Your instructions
Could you write out each of the records below exactly?

(Dataset entries)
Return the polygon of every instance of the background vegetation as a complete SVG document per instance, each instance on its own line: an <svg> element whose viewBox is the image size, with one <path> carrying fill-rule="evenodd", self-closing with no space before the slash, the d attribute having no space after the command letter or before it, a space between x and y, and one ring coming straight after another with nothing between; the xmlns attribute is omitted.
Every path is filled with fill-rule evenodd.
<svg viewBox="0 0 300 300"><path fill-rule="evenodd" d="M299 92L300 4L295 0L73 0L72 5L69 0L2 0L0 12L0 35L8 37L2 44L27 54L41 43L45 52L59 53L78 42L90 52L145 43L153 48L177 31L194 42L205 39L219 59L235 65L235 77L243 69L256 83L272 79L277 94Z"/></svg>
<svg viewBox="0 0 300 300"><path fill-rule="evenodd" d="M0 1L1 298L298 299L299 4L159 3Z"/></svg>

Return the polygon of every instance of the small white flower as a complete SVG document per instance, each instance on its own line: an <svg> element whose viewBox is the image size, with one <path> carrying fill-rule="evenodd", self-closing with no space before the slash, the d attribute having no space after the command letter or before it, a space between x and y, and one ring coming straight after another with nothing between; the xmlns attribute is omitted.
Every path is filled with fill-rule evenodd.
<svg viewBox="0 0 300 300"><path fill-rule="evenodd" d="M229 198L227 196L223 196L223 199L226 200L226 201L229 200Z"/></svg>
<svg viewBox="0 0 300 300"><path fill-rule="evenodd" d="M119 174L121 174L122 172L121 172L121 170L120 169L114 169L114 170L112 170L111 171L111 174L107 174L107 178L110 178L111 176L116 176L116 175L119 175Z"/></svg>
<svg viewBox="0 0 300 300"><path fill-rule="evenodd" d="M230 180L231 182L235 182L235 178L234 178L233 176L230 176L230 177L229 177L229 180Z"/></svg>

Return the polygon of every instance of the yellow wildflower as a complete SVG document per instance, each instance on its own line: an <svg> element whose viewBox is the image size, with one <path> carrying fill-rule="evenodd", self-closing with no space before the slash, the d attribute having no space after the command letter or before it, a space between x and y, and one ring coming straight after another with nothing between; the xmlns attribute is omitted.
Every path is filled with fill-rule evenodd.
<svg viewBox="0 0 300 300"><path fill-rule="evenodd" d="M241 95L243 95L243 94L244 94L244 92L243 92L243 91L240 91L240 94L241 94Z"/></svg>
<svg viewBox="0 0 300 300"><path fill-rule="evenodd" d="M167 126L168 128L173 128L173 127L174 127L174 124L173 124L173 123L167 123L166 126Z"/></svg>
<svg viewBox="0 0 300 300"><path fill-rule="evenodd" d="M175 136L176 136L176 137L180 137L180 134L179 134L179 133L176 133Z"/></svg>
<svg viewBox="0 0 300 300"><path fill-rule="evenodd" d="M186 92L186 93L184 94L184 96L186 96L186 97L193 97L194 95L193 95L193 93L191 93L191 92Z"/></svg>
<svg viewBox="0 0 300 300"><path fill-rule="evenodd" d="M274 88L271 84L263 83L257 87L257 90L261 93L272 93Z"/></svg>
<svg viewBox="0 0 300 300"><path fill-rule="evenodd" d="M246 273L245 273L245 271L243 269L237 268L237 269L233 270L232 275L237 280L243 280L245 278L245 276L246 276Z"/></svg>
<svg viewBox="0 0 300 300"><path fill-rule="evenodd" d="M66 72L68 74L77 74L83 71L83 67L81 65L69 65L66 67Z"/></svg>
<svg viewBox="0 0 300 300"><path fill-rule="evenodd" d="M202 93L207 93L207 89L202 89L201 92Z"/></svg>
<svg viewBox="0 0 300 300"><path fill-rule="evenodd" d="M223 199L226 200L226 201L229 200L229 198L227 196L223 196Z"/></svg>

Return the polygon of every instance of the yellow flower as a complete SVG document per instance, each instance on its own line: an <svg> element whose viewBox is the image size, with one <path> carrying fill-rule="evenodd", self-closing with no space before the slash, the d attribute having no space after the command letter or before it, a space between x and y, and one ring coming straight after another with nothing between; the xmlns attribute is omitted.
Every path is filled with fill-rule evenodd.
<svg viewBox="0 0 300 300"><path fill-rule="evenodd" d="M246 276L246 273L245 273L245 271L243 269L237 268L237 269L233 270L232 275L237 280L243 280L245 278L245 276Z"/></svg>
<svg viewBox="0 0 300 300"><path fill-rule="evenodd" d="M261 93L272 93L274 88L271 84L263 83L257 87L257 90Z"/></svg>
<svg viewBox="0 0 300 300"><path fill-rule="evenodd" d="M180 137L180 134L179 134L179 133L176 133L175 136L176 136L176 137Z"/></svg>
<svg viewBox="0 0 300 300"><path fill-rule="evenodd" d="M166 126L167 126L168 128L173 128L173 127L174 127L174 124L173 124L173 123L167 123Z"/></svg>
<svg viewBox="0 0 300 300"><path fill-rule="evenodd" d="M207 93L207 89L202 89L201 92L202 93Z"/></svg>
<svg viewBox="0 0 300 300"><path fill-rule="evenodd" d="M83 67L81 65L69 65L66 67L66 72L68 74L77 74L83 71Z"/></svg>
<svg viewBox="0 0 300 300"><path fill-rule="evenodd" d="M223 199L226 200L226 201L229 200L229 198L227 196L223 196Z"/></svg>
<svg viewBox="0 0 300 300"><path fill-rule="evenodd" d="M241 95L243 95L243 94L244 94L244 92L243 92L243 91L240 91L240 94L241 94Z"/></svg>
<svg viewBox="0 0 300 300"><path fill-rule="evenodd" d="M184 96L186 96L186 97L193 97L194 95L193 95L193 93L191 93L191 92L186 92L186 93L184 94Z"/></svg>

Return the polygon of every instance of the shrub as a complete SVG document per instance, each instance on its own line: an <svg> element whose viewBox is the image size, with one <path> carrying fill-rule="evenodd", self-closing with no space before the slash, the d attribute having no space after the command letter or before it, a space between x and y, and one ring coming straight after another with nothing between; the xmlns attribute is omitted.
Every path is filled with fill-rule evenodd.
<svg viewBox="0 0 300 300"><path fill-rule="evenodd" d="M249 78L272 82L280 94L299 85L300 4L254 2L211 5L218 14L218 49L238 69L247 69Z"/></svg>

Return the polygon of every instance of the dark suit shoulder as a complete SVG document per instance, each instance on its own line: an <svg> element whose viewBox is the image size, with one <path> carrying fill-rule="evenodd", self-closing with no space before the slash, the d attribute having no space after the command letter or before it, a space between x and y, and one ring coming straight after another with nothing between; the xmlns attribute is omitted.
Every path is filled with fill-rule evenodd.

Answer area
Return the polygon of every instance of the background vegetation as a complete SVG document per instance, each instance on its own line: an <svg> element whose viewBox is the image size, with one <path> carrying fill-rule="evenodd", self-closing with no space before the slash, the d attribute having no space after the command letter or before it, a space between x and y, and one ring coming straight after another with nothing between; the xmlns attribute is omitted.
Every path is filled with fill-rule evenodd.
<svg viewBox="0 0 300 300"><path fill-rule="evenodd" d="M299 92L300 4L295 0L73 0L72 5L69 0L2 0L0 12L0 35L8 37L2 44L27 54L41 43L45 52L59 53L78 42L90 52L145 43L153 48L177 31L194 42L205 39L219 59L235 65L235 77L243 69L256 83L272 79L277 94Z"/></svg>
<svg viewBox="0 0 300 300"><path fill-rule="evenodd" d="M0 1L1 298L298 299L299 4L159 3Z"/></svg>

Return the polygon of every instance of the small white flower as a complete SVG document per instance, each instance on its own line: an <svg> element whose viewBox is the image size, with one <path> carrying fill-rule="evenodd", self-closing with no space before the slash, the d attribute having no space after the command letter or before it, a space between x and y, and one ring coming straight after another with nothing between; the xmlns attribute is omitted.
Every path is filled with fill-rule evenodd.
<svg viewBox="0 0 300 300"><path fill-rule="evenodd" d="M229 198L227 196L223 196L223 199L226 200L226 201L229 200Z"/></svg>
<svg viewBox="0 0 300 300"><path fill-rule="evenodd" d="M119 174L121 174L122 172L121 172L121 170L120 169L114 169L114 170L112 170L111 171L111 174L107 174L107 178L110 178L111 176L116 176L116 175L119 175Z"/></svg>
<svg viewBox="0 0 300 300"><path fill-rule="evenodd" d="M230 180L231 182L235 182L235 178L234 178L233 176L230 176L230 177L229 177L229 180Z"/></svg>

Return the polygon of every instance of the yellow wildflower as a complete SVG document per instance, each instance on its own line: an <svg> element whose viewBox is the image size, with one <path> carrying fill-rule="evenodd", self-closing with no space before the slash, the d attribute having no space after the command letter or before it, a space between x and y, and one ring coming straight after another with nothing between; the xmlns attribute is omitted.
Every path is filled with fill-rule evenodd.
<svg viewBox="0 0 300 300"><path fill-rule="evenodd" d="M241 95L243 95L243 94L244 94L244 92L243 92L243 91L240 91L240 94L241 94Z"/></svg>
<svg viewBox="0 0 300 300"><path fill-rule="evenodd" d="M167 126L168 128L173 128L173 127L174 127L174 124L173 124L173 123L167 123L166 126Z"/></svg>
<svg viewBox="0 0 300 300"><path fill-rule="evenodd" d="M175 136L176 136L176 137L180 137L180 134L179 134L179 133L176 133Z"/></svg>
<svg viewBox="0 0 300 300"><path fill-rule="evenodd" d="M186 92L186 93L184 94L184 96L186 96L186 97L193 97L194 95L193 95L193 93L191 93L191 92Z"/></svg>
<svg viewBox="0 0 300 300"><path fill-rule="evenodd" d="M274 88L271 84L263 83L257 87L257 90L261 93L272 93Z"/></svg>
<svg viewBox="0 0 300 300"><path fill-rule="evenodd" d="M246 273L245 273L245 271L243 269L237 268L237 269L233 270L232 275L237 280L243 280L245 278L245 276L246 276Z"/></svg>
<svg viewBox="0 0 300 300"><path fill-rule="evenodd" d="M66 72L68 74L77 74L83 71L83 67L81 65L69 65L66 67Z"/></svg>
<svg viewBox="0 0 300 300"><path fill-rule="evenodd" d="M202 93L207 93L207 89L202 89L201 92Z"/></svg>
<svg viewBox="0 0 300 300"><path fill-rule="evenodd" d="M223 199L226 200L226 201L229 200L229 198L227 196L223 196Z"/></svg>

Return the polygon of every instance of the yellow flower as a complete SVG document per instance, each instance on its own line: an <svg> element whose viewBox is the image size, with one <path> carrying fill-rule="evenodd", self-closing with no space before the slash, the d attribute having no space after the command letter or before it, a space between x and y, and one ring coming straight after another with nothing between; the xmlns attribute is omitted.
Every path is filled with fill-rule evenodd.
<svg viewBox="0 0 300 300"><path fill-rule="evenodd" d="M246 276L246 273L245 273L245 271L243 269L237 268L237 269L233 270L232 275L237 280L243 280L245 278L245 276Z"/></svg>
<svg viewBox="0 0 300 300"><path fill-rule="evenodd" d="M261 93L272 93L274 88L271 84L263 83L257 87L257 90Z"/></svg>
<svg viewBox="0 0 300 300"><path fill-rule="evenodd" d="M180 137L180 134L179 134L179 133L176 133L175 136L176 136L176 137Z"/></svg>
<svg viewBox="0 0 300 300"><path fill-rule="evenodd" d="M166 126L167 126L168 128L173 128L173 127L174 127L174 124L173 124L173 123L167 123Z"/></svg>
<svg viewBox="0 0 300 300"><path fill-rule="evenodd" d="M207 93L207 89L202 89L201 92L202 93Z"/></svg>
<svg viewBox="0 0 300 300"><path fill-rule="evenodd" d="M83 67L81 65L69 65L66 67L66 72L68 74L77 74L83 71Z"/></svg>
<svg viewBox="0 0 300 300"><path fill-rule="evenodd" d="M223 199L226 200L226 201L229 200L229 198L227 196L223 196Z"/></svg>
<svg viewBox="0 0 300 300"><path fill-rule="evenodd" d="M241 95L243 95L243 94L244 94L244 92L243 92L243 91L240 91L240 94L241 94Z"/></svg>
<svg viewBox="0 0 300 300"><path fill-rule="evenodd" d="M184 96L186 96L186 97L193 97L194 95L193 95L193 93L191 93L191 92L186 92L186 93L184 94Z"/></svg>

Return the polygon of every instance of the shrub as a complete SVG document per instance, each instance on its own line: an <svg> element whose viewBox is the image size, with one <path> carrying fill-rule="evenodd", self-closing with no space before the slash, the d attribute having no space after the command letter or before it, a space between x and y, and one ring coming straight after another with nothing between; the xmlns attribute is omitted.
Every path is filled with fill-rule evenodd.
<svg viewBox="0 0 300 300"><path fill-rule="evenodd" d="M249 78L272 82L280 94L299 85L300 4L254 2L211 5L218 14L218 49L238 69L247 69Z"/></svg>

Return the polygon of every instance of the dark suit shoulder as a complete SVG document per instance, each instance on its own line: an <svg> element whose viewBox is the image size, with one <path> carrying fill-rule="evenodd", self-closing with no space before the slash, the d attribute having no space after the command letter or before it, a space between x and y, and one ring coming straight after another with nothing between; the xmlns attribute is omitted.
Every path is filled with fill-rule evenodd.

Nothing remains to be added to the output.